--- SUPPLIED RECORDS ---
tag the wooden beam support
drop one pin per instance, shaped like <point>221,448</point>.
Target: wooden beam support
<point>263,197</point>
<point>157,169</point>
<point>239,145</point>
---
DIRECTIONS
Present every line of the records above as a Markdown table with the columns "Row" and "Line", numbering the rows in order and omitting blank lines.

RESULT
| Row | Line |
|---|---|
| 1 | tag the wooden beam support |
| 2 | drop one pin per instance, shaped like <point>221,448</point>. |
| 3 | Target: wooden beam support |
| 4 | <point>263,197</point> |
| 5 | <point>157,169</point> |
| 6 | <point>239,145</point> |